**Requirement:** Find the line containing "Practice. Identify the braided" in the material below; copy that line and all following lines exactly.

**Records from a data source:**
-- Begin --

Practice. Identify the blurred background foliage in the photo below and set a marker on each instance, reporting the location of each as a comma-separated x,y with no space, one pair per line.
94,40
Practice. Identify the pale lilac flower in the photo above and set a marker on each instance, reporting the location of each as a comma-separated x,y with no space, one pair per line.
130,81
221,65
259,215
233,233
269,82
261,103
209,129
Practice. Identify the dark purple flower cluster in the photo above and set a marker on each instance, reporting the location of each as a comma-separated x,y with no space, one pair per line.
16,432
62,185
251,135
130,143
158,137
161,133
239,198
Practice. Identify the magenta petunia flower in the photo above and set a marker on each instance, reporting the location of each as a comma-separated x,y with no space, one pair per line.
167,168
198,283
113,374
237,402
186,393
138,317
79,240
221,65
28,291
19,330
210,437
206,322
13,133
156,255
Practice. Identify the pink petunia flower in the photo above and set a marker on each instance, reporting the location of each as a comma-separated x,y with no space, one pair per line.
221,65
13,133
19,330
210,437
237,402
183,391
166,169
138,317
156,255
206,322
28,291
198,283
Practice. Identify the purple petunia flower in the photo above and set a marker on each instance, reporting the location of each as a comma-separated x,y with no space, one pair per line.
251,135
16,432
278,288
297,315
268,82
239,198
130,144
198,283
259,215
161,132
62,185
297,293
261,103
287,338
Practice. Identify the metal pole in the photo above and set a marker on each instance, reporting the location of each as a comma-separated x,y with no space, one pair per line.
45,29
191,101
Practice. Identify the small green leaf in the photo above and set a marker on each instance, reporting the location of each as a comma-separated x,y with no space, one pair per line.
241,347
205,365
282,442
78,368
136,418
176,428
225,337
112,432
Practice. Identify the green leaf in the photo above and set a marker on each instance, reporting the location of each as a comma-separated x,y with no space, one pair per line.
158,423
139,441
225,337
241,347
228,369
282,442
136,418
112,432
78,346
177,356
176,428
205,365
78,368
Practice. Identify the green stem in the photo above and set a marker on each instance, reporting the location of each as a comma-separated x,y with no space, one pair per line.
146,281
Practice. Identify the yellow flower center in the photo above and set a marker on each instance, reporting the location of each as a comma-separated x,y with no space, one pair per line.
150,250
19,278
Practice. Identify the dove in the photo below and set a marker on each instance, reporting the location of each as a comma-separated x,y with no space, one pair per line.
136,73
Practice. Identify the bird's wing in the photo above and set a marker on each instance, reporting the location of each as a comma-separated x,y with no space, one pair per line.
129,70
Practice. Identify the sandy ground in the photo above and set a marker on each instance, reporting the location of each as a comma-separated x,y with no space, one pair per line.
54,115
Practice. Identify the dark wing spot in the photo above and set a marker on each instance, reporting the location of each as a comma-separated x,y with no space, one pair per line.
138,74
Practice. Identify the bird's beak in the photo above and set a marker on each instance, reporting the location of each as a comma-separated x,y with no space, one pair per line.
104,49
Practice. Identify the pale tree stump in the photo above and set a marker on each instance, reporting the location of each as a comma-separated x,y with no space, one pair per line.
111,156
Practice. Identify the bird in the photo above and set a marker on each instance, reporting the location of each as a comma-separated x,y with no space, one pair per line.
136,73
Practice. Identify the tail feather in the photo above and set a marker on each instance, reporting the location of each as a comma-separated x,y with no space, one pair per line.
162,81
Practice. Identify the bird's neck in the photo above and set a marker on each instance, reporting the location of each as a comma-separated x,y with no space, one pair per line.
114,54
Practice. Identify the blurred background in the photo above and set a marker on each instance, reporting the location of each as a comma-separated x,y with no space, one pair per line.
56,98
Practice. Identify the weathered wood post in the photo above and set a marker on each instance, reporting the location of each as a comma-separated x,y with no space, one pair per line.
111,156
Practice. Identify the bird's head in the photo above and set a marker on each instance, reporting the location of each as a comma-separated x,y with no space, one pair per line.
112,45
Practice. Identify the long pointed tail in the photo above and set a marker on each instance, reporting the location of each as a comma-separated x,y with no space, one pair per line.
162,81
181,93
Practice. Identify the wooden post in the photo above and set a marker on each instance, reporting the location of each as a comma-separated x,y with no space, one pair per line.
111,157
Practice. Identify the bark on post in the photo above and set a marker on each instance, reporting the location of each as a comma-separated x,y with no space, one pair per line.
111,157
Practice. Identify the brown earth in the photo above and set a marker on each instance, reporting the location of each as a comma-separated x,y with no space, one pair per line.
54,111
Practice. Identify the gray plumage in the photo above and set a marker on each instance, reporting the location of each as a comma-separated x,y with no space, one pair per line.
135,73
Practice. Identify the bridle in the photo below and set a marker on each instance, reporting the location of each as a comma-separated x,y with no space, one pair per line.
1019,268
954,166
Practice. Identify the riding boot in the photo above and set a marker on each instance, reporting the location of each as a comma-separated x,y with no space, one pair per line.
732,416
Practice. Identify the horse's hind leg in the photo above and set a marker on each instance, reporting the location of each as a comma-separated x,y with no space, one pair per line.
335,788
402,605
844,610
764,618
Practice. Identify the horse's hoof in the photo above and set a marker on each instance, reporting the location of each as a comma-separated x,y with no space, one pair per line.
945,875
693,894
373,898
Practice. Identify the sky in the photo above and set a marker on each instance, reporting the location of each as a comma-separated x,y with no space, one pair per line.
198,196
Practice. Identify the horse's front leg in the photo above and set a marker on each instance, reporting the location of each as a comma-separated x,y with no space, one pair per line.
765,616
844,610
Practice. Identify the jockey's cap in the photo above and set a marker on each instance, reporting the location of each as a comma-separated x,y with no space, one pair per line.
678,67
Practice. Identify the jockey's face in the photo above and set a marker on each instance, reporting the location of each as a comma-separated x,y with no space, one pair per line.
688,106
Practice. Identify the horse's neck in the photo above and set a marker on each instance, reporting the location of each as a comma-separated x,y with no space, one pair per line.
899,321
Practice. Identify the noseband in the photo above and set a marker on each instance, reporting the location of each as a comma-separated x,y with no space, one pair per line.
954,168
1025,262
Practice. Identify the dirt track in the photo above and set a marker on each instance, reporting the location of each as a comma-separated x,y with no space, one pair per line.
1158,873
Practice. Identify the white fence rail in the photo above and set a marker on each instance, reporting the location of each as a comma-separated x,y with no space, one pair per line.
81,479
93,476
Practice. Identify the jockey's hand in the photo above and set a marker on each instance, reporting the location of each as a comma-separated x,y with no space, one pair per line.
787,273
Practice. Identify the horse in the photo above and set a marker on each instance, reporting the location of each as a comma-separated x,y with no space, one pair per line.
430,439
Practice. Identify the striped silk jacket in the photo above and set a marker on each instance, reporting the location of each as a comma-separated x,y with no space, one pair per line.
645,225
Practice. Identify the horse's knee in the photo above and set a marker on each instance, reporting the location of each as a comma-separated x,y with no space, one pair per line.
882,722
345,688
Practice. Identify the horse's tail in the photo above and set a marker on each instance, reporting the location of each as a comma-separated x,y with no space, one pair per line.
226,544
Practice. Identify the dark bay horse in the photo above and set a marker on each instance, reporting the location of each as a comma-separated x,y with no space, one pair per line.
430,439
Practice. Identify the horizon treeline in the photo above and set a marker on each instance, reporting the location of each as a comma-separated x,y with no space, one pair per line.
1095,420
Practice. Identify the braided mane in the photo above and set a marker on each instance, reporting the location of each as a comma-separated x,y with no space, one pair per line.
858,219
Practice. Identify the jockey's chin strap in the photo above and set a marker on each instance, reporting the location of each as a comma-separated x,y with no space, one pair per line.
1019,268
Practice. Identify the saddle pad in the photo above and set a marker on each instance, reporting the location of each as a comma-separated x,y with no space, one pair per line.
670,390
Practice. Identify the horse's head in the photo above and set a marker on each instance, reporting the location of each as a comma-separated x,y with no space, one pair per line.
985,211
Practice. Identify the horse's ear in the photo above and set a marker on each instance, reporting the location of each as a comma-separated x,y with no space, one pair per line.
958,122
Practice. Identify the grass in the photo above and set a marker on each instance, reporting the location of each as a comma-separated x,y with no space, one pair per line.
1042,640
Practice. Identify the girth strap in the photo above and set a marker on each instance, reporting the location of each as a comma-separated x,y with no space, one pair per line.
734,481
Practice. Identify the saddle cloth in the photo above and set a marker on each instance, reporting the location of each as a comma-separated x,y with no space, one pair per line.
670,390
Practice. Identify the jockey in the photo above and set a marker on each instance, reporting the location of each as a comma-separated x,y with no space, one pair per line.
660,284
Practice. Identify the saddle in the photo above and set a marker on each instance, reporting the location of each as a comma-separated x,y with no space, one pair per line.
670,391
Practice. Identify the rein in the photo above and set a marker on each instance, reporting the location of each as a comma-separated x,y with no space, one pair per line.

-- End --

**Solution to this problem:**
Practice. Identify the braided mane in the photo above and set a marker on each instance, reporting the location of each as a comma-separated x,y with no space, one pair per line.
858,219
Practice. Identify the jockey's chin strap in the photo above and set a marker on each instance, reporting the location of each as a comma-separated x,y with no space, one pair per line.
1019,268
Practice. Identify the saddle pad in the photo above and set a marker on each instance, reporting the location of each as a comma-separated x,y with no space, one pair per line.
670,390
Practice. Identify the horse's head in the photo above and set a marker on each instance, reporting the location of each as a comma-separated x,y with no space, one pair per line.
985,211
Practice. Identify the horse's ear in the photo above and set a marker on each instance, reporting the location of each as a comma-separated x,y with no space, one pair per line.
958,122
Practice. Identify the grass in the photo above and set a marker on each instance, reporting the location of each as a comma-separated x,y with no space, one pair per line.
1042,640
Practice. Identify the girth strap in the photo above and set a marker on each instance, reporting the location of each as a comma-separated x,y with no space, one pair per line.
734,481
Practice. Identify the saddle cloth in the photo above and set a marker on each instance, reporting the location of each as a comma-separated x,y with no space, one pair per line.
670,390
Practice. Identify the jockey in the photo above and set a marker on each instance, reporting the location of each as a comma-separated x,y with no space, one pair per line.
660,284
Practice. Identify the saddle in the photo above and set a marker on each instance, reporting the location of each as a comma-separated x,y with no space, one pair per line.
670,391
Practice. Identify the rein in the photo above and set a marker on each instance, reporting the location of each as a comma-separated x,y with no space, one pair per line.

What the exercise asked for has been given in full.